→ TRY IT:
Your answer should be an exact copy of the listing.

── DATA

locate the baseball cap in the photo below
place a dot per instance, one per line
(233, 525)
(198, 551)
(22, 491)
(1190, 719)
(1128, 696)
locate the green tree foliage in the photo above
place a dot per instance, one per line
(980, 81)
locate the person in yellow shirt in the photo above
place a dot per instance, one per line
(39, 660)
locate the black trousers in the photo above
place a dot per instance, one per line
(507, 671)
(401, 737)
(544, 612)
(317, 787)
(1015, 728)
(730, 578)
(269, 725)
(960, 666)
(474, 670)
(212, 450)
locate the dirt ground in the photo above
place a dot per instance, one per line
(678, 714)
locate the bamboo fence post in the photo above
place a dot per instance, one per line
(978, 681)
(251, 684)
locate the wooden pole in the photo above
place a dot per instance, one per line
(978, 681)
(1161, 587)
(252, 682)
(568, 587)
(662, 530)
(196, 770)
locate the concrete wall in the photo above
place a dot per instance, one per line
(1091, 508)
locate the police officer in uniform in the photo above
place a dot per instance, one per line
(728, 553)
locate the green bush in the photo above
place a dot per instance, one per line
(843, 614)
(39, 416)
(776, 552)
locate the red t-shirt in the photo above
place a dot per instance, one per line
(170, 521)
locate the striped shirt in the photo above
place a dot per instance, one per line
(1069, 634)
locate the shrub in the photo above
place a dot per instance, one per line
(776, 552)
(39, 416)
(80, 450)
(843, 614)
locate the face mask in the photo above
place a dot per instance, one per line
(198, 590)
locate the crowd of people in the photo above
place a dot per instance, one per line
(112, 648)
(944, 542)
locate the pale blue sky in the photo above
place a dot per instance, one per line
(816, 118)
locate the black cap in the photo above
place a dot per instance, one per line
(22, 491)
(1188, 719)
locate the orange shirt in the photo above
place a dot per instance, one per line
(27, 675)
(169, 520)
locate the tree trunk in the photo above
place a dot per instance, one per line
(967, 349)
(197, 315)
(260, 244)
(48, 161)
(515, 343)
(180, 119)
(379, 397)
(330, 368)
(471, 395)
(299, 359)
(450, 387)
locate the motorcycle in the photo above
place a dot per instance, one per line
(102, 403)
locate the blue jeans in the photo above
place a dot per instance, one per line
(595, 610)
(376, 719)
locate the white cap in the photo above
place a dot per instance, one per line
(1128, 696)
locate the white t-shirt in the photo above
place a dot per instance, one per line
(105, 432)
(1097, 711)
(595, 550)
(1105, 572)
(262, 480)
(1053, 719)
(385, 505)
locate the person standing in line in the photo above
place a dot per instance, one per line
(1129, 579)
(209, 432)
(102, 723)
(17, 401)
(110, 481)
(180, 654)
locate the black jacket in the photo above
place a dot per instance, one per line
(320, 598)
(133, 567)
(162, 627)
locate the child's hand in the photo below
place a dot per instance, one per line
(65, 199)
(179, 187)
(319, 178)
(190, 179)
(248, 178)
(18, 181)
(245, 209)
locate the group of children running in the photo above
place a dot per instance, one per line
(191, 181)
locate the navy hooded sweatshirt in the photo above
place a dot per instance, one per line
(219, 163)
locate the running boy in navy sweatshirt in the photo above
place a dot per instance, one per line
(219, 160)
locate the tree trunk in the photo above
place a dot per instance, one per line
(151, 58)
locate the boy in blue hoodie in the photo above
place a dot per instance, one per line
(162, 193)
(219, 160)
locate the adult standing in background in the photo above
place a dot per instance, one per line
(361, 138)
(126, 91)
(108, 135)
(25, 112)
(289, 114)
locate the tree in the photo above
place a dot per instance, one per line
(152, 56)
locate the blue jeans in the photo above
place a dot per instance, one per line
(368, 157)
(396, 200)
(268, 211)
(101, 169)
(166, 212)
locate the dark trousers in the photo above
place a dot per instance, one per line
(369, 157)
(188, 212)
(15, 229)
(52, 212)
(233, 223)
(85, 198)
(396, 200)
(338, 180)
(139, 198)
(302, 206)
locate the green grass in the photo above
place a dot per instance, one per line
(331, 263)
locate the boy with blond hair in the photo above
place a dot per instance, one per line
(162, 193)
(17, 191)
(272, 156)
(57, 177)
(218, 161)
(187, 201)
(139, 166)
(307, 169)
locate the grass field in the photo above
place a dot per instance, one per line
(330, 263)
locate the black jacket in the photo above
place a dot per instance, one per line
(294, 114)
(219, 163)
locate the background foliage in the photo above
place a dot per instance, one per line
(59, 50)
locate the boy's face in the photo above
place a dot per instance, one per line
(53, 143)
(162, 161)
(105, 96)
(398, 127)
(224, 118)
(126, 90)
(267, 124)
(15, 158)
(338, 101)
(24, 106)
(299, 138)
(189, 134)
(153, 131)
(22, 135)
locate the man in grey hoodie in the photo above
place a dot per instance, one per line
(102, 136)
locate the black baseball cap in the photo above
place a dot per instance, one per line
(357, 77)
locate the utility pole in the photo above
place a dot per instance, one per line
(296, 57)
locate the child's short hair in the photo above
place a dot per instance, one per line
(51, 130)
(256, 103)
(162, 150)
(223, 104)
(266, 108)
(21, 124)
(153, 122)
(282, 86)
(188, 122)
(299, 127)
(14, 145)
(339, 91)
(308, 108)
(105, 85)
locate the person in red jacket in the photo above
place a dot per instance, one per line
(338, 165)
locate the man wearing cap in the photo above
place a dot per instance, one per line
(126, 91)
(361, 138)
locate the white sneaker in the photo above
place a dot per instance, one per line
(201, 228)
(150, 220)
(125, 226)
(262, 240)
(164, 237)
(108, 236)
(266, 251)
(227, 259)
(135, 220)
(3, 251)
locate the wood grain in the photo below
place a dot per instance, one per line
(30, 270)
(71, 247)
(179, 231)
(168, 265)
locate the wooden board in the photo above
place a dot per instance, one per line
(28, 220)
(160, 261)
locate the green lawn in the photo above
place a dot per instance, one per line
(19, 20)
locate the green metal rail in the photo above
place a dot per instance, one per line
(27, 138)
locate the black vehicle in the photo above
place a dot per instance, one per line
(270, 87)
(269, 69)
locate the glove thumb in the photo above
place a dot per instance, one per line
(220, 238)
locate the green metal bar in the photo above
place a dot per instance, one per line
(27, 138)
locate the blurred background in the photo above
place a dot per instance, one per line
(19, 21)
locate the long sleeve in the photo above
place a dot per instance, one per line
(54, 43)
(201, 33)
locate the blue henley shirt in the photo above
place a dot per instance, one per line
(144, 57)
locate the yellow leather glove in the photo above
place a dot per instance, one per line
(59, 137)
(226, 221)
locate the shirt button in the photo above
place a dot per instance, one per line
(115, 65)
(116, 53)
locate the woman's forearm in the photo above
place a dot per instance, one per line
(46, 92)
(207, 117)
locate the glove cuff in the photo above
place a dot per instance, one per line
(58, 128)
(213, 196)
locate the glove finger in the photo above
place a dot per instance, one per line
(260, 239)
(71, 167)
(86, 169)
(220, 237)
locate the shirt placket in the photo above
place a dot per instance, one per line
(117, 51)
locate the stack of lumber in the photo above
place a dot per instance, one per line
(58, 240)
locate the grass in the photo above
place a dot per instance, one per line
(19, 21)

────

→ SOLVED PROBLEM:
locate the baseball cap in the photo below
place a dot per instance, one per line
(233, 525)
(198, 551)
(22, 491)
(1190, 719)
(1128, 696)
locate the green tree foliage in the photo above
place a dot per instance, one per line
(980, 81)
locate the person in yellow shirt in the photo above
place a dot per instance, one per line
(39, 660)
locate the black trousers in the photo above
place a dot per instance, one per line
(507, 671)
(401, 737)
(544, 612)
(317, 787)
(1015, 728)
(730, 578)
(269, 725)
(960, 666)
(474, 670)
(212, 450)
locate the dirt ground in the photo above
place a dot per instance, one per line
(678, 714)
locate the bamboo fence post in the photo above
place a dot per instance, one per line
(978, 681)
(251, 684)
locate the wooden pole in the photo above
place a dot per instance, one per line
(978, 681)
(1161, 587)
(252, 682)
(568, 587)
(662, 530)
(196, 770)
locate the concrete wall in the photo above
place a dot per instance, one per line
(1091, 508)
locate the police officer in uniform in the photo above
place a dot per instance, one per line
(728, 553)
locate the green bush in the photo above
place a dot per instance, one per line
(843, 614)
(39, 416)
(776, 552)
locate the red t-shirt in the photo above
place a dot per instance, one per line
(170, 521)
locate the striped shirt in the photo above
place a dot per instance, one per line
(1069, 634)
locate the shrub in the photo above
place a dot per instance, one per line
(776, 552)
(39, 416)
(80, 450)
(843, 614)
locate the face mask in the photo above
place a dot per instance, one per line
(198, 590)
locate the crowd of people in the photo above
place a dot per instance, one per line
(112, 648)
(944, 542)
locate the pale blue sky in the photo above
place a dot per instance, one per line
(816, 118)
locate the black cap in the photo above
place a dot per instance, one per line
(22, 491)
(1188, 719)
locate the orange shirt in the photo above
place a dot per instance, one per line
(27, 675)
(169, 520)
locate the tree trunk in the photo above
place a dot per instance, one per line
(967, 349)
(197, 315)
(260, 244)
(48, 161)
(515, 343)
(180, 119)
(379, 397)
(330, 368)
(471, 395)
(299, 359)
(450, 387)
locate the motorcycle in the photo above
place a dot per instance, one per line
(102, 403)
locate the blue jeans in the photo above
place a dot per instance, one per line
(595, 610)
(376, 719)
locate the white cap in the photo above
place a dot per instance, one per line
(1128, 696)
locate the white t-shirt in the photo above
place a dot per instance, one per line
(105, 432)
(1097, 711)
(595, 550)
(1105, 572)
(262, 480)
(1053, 719)
(385, 505)
locate the person standing in line in the photo above
place a dot per instance, one per line
(1129, 579)
(209, 432)
(102, 723)
(17, 401)
(110, 481)
(180, 654)
locate the black jacket in the photo above
place a dot per instance, one per line
(320, 598)
(133, 567)
(162, 627)
locate the child's hand in the photo below
place a dot per instance, one per line
(65, 199)
(179, 187)
(319, 178)
(190, 179)
(248, 178)
(18, 181)
(245, 209)
locate the group of children running in the photo above
place a dot per instance, one per line
(191, 181)
locate the navy hooded sweatshirt in the photo above
place a dot per instance, one per line
(219, 163)
locate the running boy in navy sweatshirt in the photo above
place a dot per instance, one per line
(219, 160)
locate the tree trunk in the photo above
place a dot per instance, one per line
(151, 58)
locate the boy in blue hoodie in the photo above
place a dot per instance, one per line
(162, 193)
(219, 160)
locate the adult standing in background in the photo above
place a dot per instance, one per line
(361, 138)
(126, 91)
(108, 135)
(25, 112)
(289, 114)
locate the tree in the photo above
place a dot per instance, one per line
(152, 56)
locate the blue jeans in the photo above
place a dot per instance, one per line
(368, 157)
(396, 200)
(268, 211)
(101, 169)
(166, 212)
locate the dark trousers in the photo above
place a dot per instance, one per line
(369, 157)
(188, 212)
(15, 229)
(52, 212)
(233, 223)
(85, 198)
(396, 200)
(338, 180)
(139, 198)
(302, 206)
locate the green grass in the photo above
place a dot per instance, one per line
(331, 263)
locate the boy with blond hair in the photo above
place a dot per instance, one per line
(162, 193)
(17, 191)
(272, 156)
(57, 177)
(218, 161)
(187, 201)
(139, 166)
(307, 169)
locate the grass field in the photo above
place a dot per instance, one per line
(330, 263)
locate the black jacket in the photo above
place a dot per instance, one per line
(294, 114)
(219, 163)
locate the background foliage in the photo above
place a dot per instance, one per line
(59, 50)
locate the boy's face in the photo above
place a dot per instance, one per line
(53, 143)
(162, 161)
(105, 96)
(398, 127)
(224, 118)
(126, 90)
(267, 124)
(15, 158)
(338, 101)
(24, 106)
(299, 138)
(189, 134)
(153, 131)
(22, 135)
locate the man in grey hoodie in the photo above
place a dot per instance, one per line
(102, 136)
locate the black baseball cap in the photo above
place a dot per instance, one per line
(357, 77)
locate the utility pole in the photo above
place a dot per instance, one per line
(296, 57)
locate the child's short hair in the photo above
place a dot per instance, one per line
(51, 130)
(256, 103)
(162, 150)
(223, 104)
(266, 108)
(21, 124)
(153, 122)
(282, 86)
(188, 122)
(299, 127)
(14, 145)
(339, 91)
(308, 108)
(105, 85)
locate the person in red jacket in the photo above
place a dot per instance, one per line
(338, 165)
locate the man wearing cap in the photo above
place a dot per instance, one per line
(126, 91)
(361, 138)
locate the white sneaker in the photo above
place a dot per instance, one per line
(201, 228)
(150, 220)
(125, 226)
(262, 240)
(164, 237)
(108, 236)
(266, 251)
(227, 259)
(135, 220)
(3, 251)
locate the wood grain in the photo below
place a dot per instance, one per line
(30, 270)
(71, 247)
(179, 231)
(168, 265)
locate the wooden board in the photo above
place a dot per instance, one per line
(28, 220)
(160, 261)
locate the green lawn in the photo above
place a dot per instance, one per line
(19, 20)
locate the green metal rail in the photo above
place a dot per instance, one per line
(27, 138)
locate the black vehicle in the photo above
place a dot per instance, one per line
(270, 87)
(269, 69)
locate the glove thumb in the photo above
place a dot per instance, one per line
(220, 238)
locate the green metal bar in the photo above
place a dot per instance, one per line
(27, 138)
locate the blurred background in the photo above
place a dot per instance, one per line
(19, 21)
locate the long sleeve in the photo above
place a dot per instance, one per line
(54, 43)
(201, 33)
locate the blue henley shirt in the photo above
place a dot per instance, one per line
(144, 57)
locate the yellow leather glove in the photo above
place a dot per instance, one per line
(59, 137)
(226, 221)
locate the shirt button in the photo above
place a dot per instance, one per line
(115, 65)
(116, 53)
locate the woman's forearm in the photo above
place a dot per instance, one per line
(46, 92)
(207, 117)
locate the glove cuff in the photo above
place a dot per instance, one per line
(58, 128)
(213, 196)
locate the glove finger in the photo above
place a dot per instance, one per line
(260, 239)
(71, 167)
(86, 169)
(220, 237)
locate the shirt placket in the photo above
place a dot per instance, one per line
(117, 51)
locate the stack of lumber in the photo above
place a dot per instance, one per line
(58, 240)
locate the grass in the photo above
place a dot per instance, one per line
(19, 21)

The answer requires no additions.